Referring expression data:
»»

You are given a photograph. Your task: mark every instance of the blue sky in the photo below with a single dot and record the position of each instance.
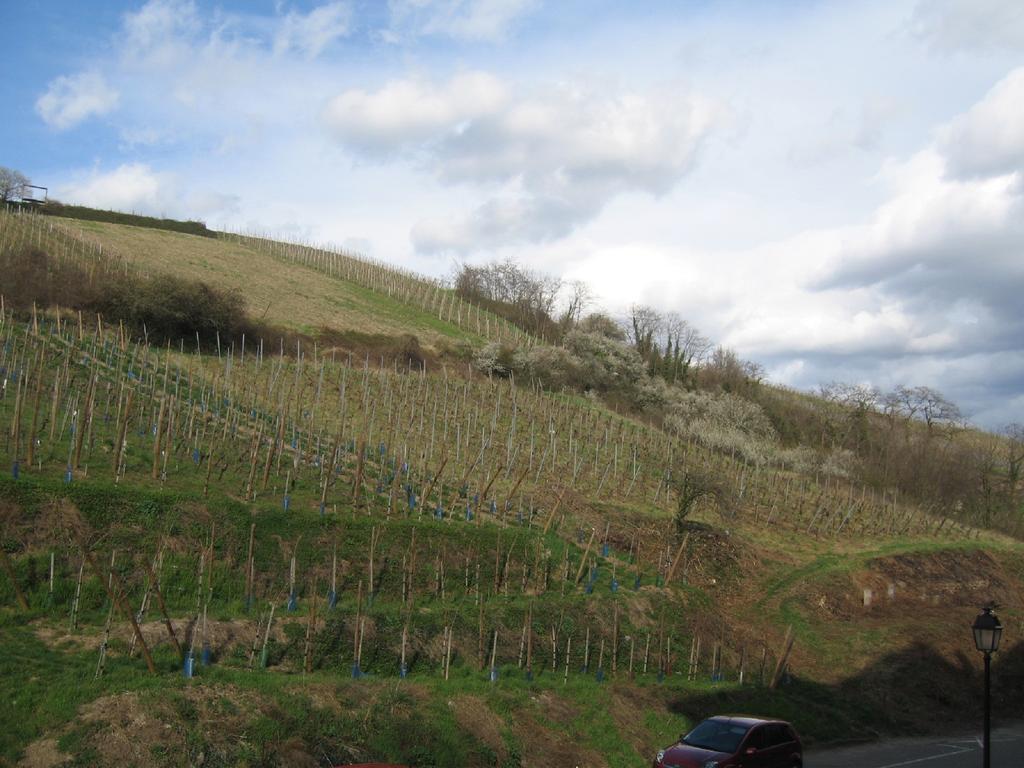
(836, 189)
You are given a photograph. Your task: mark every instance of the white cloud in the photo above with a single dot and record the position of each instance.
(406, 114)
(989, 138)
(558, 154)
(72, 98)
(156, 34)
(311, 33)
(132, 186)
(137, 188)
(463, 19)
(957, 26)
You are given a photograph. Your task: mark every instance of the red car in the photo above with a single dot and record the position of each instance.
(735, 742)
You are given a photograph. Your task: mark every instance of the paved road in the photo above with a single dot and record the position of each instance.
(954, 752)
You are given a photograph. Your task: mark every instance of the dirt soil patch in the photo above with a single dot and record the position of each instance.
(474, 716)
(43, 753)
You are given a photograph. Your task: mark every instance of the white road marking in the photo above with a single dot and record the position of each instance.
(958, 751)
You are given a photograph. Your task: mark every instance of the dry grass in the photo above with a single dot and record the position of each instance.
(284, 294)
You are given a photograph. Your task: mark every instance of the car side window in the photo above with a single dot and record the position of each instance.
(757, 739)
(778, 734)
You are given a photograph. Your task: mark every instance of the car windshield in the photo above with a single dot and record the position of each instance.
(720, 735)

««

__EXERCISE REQUIREMENTS__. Transcribe every line of the records exactly. Pictures do not belong in the copy.

__RESULT BELOW__.
You are given a photograph. Your task: mark every instance of the blue sky in the photo below with a single dot and record the position of each instance.
(836, 189)
You are given a photograph. Your task: mark every instance of the white cloud in the photo above with a single dot and record the position of each instance.
(406, 114)
(989, 138)
(558, 154)
(72, 98)
(156, 34)
(311, 33)
(132, 186)
(137, 188)
(463, 19)
(957, 26)
You are given a photograph. Your task: mark every instance of the red car in the photo above with a single dot and record the position of each instance.
(735, 742)
You are given a photograph. Your task: mark every instance of the paved road in the photo above with a single dot and record the position of each instance.
(954, 752)
You are given a photograph. Your task: mark every instance of the dirt soil patch in the photo above with a single dot and record the position of each instance.
(474, 716)
(43, 753)
You are given a photograph. Your task: mark every instance of the white road marking in the photo above with a single dot and record the position of each instance.
(958, 751)
You are given a photograph. Your task: mark every instance of the dry grass in the photo above with a single dot and record the position of each instance.
(284, 294)
You are given a photograph. Your task: mark every instance of the car side window in the photo above with a single dot and record the position of each instance.
(757, 739)
(778, 734)
You are given a photograph. Your task: mark every instance of the car windshield in the photo above with a single dot and record the position of each instance.
(720, 735)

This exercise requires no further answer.